WHAT IS REQUIRED:
Reproduce word for word everything from the line containing "Check that each instance of the window" down to the last of the lines.

Pointing dataset excerpts

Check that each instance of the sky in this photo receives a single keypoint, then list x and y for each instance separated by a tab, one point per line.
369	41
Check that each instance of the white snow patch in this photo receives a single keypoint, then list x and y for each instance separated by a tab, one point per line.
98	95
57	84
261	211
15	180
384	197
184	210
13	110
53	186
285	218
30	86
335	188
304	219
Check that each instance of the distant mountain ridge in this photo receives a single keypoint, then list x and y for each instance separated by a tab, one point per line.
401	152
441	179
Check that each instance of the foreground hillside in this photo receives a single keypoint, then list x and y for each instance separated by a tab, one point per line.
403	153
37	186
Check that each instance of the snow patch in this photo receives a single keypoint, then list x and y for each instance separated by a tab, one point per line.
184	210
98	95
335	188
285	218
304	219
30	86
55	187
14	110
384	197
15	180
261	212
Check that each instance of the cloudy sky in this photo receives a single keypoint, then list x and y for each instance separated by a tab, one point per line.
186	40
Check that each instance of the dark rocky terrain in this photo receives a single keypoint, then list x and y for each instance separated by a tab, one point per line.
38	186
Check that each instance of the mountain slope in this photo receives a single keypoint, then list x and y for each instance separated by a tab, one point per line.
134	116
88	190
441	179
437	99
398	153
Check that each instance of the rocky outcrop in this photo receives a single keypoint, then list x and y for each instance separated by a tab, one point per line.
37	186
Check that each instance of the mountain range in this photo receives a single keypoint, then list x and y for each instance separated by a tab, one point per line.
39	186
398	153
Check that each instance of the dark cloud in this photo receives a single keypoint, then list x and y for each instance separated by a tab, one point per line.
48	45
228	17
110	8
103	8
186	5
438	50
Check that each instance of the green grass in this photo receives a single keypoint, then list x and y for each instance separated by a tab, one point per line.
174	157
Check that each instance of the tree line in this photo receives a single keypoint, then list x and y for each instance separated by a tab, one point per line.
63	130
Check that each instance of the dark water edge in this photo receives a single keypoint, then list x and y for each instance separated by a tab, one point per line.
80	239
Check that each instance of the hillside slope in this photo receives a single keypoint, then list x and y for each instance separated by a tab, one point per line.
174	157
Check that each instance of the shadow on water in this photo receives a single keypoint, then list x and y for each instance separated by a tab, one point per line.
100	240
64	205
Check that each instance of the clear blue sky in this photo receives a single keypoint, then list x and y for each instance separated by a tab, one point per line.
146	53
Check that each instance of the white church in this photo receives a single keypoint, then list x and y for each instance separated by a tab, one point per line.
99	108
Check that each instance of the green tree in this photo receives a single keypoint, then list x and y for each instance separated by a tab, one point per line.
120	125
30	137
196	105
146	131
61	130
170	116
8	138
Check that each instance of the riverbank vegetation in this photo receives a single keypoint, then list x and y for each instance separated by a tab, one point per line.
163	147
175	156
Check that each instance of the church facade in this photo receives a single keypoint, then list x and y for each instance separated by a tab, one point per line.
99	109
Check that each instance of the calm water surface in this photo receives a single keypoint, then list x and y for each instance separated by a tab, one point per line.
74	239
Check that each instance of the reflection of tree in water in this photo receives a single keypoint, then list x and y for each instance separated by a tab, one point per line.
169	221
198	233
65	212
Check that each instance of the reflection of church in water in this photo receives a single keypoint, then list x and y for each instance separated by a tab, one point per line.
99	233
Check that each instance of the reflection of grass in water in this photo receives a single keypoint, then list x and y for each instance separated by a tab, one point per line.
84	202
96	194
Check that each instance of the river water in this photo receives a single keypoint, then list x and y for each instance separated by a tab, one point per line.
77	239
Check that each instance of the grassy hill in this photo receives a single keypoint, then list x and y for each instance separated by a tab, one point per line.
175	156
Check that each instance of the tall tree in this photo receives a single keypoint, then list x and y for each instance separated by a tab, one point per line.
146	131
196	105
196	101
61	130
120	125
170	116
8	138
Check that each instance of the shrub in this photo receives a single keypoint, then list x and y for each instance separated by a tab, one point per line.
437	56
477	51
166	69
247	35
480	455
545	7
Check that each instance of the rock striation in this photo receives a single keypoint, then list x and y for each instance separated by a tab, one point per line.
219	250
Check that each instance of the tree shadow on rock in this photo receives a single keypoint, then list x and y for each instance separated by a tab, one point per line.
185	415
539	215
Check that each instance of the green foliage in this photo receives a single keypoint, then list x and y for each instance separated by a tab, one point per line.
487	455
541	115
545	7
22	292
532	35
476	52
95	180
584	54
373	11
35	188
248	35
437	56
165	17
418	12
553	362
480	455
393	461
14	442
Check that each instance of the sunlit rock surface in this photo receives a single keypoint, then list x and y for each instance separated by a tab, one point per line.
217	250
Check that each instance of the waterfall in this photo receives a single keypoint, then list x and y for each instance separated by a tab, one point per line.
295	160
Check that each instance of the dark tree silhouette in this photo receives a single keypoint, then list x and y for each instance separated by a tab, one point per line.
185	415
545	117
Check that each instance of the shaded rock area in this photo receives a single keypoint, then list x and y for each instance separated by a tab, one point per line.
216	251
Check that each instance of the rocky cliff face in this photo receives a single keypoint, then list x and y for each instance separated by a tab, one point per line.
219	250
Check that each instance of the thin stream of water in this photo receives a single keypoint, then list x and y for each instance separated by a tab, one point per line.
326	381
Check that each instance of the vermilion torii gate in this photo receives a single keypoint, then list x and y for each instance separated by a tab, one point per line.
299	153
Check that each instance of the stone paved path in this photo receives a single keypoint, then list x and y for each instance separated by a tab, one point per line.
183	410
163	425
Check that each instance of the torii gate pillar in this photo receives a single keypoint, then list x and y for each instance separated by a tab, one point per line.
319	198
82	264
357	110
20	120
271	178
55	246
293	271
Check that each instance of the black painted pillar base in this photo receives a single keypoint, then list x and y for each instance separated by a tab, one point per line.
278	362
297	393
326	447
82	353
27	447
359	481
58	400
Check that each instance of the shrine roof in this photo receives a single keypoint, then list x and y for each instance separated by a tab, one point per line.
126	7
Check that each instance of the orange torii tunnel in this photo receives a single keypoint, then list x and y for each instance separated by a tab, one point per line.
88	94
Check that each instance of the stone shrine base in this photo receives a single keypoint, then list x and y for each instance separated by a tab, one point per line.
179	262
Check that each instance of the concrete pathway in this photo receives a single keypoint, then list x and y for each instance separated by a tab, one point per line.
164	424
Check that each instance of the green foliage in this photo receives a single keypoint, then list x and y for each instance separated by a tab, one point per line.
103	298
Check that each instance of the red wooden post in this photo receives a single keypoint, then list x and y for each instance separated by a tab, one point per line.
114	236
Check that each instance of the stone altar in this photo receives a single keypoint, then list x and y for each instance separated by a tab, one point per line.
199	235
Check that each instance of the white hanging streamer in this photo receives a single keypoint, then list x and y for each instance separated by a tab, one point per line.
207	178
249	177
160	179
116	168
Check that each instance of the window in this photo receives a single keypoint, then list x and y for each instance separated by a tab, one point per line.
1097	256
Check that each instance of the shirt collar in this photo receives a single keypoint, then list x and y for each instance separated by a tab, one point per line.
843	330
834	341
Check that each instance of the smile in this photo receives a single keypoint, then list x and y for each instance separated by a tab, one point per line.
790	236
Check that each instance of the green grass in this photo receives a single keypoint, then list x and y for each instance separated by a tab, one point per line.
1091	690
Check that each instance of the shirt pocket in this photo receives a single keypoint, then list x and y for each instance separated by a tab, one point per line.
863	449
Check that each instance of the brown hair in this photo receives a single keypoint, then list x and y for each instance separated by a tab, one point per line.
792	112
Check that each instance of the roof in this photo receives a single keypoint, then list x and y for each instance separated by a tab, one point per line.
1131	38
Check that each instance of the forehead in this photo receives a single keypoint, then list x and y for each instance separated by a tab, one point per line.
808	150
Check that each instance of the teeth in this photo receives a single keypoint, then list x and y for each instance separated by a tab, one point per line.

EXERCISE SOLUTION:
Check that each instance of the window in this photo receives a single keypoint, then list x and y for each instance separated by a tab, one point per line.
1097	256
Check that each instance of the shirt collar in this photo receives a single keypoint, then list x and y for each instance separated by a tab, one point per line.
843	330
834	341
Check that each instance of the smile in this photo receives a single keypoint, then list x and y for each instance separated by a tab, one point per line.
790	236
Check that each instance of the green grass in this photo receives a single keypoint, then list x and y for each instance separated by a tab, one point per line.
1091	690
Check that each instance of the shirt pocket in this photo receives a single keypoint, then list x and y for each instance separated by a tab, one point per line.
863	449
Check that each instance of the brown hair in this photo receives a single keypoint, then list x and y for each instance separated by a tab, one point per line.
792	112
Check that each instance of the roof in this photo receives a single keypoint, then list x and y for each instance separated by a tab, one point per line.
1131	38
Check that each instance of the forehead in this photo receives a single keypoint, then list x and y for each instance separated by a tab, one point per line.
808	150
Check that each instance of the teeth in this photo receives a single keypoint, then list x and y for each instance separated by a tab, one point per line.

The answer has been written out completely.